Problem set:
1. In the solitude essay, what did Chrisoula and the kids see in New York City?
2. Please reproduce the passage of the solitude essay from "Several years ago" up to and including "do you know.", word for word.

Extract:
★ ★ ★ ★ ★

Advent Travels: the Space of Solitude

Chrisoula and the kids were in New York City this past weekend to see Romeo and Juliet. I stayed behind to do chores and keep house. Things were quiet mostly, and I got a lot done. It snowed more than I thought it would, and I didn’t sleep well but it was okay.

When I am alone, and give space to the space of solitude, I am able to see certain things more clearly. I see the parts of me that others would label “sinner,” parts I want to share with you but am scared to share, and parts the world accepts and celebrates – obedient Sean, color-between-the-lines Sean, passive Sean – even though they are not really me at all.

The prayer I make most often is, help me be helpful. And if I can’t be helpful, let me at least not be harmful. And if I can’t manage even that much, then let me remember that all things – even my really bad mistakes – are redeemed in our shared desire for redemption. It’s okay. Or it will be.

Kimberley asks, do you know what do you really want? Not what do you really want but do you know what you really want. That distinction matters; it clarifies something important. It keeps the focus where it needs to be, on the part of our mind arguing it’s a discrete self.

Several years ago – standing in an open fourteenth story hotel window in Boston – a part of me floated away. The sun was setting in front of me, darkening my vision, but a shadow slipped out of me – near my left shoulder, like a snake shrugging out of old skin – and floated away.

Chrisoula said gently, did it tell you where it was going? And I answered, it didn’t say but the general direction was Braintree.

We kidded because it was no joke. After Boston I began to dissolve, to fall away from myself, pieces here and there, bereft even of the ability to make meaning out of it. Things got quiet and quieter; they got dark and then darker. It didn’t make sense.

The question that hides behind Kimberley’s question is, do you know what you are? Not do you have theories and opinions and reliable, socially-approved stories about what you are – of course those are floating around – but do you know.

★ ★ ★ ★ ★

Given data:
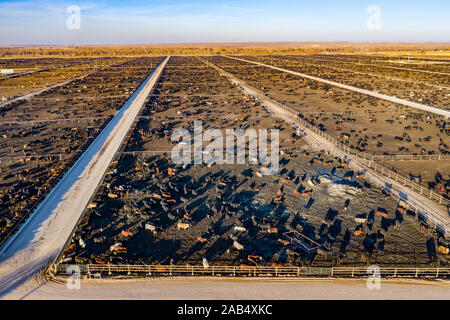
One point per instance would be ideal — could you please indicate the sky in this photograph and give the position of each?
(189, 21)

★ ★ ★ ★ ★

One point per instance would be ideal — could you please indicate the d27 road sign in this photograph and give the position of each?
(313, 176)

★ ★ ★ ★ ★

The solutions:
1. Romeo and Juliet.

2.
Several years ago – standing in an open fourteenth story hotel window in Boston – a part of me floated away. The sun was setting in front of me, darkening my vision, but a shadow slipped out of me – near my left shoulder, like a snake shrugging out of old skin – and floated away.

Chrisoula said gently, did it tell you where it was going? And I answered, it didn’t say but the general direction was Braintree.

We kidded because it was no joke. After Boston I began to dissolve, to fall away from myself, pieces here and there, bereft even of the ability to make meaning out of it. Things got quiet and quieter; they got dark and then darker. It didn’t make sense.

The question that hides behind Kimberley’s question is, do you know what you are? Not do you have theories and opinions and reliable, socially-approved stories about what you are – of course those are floating around – but do you know.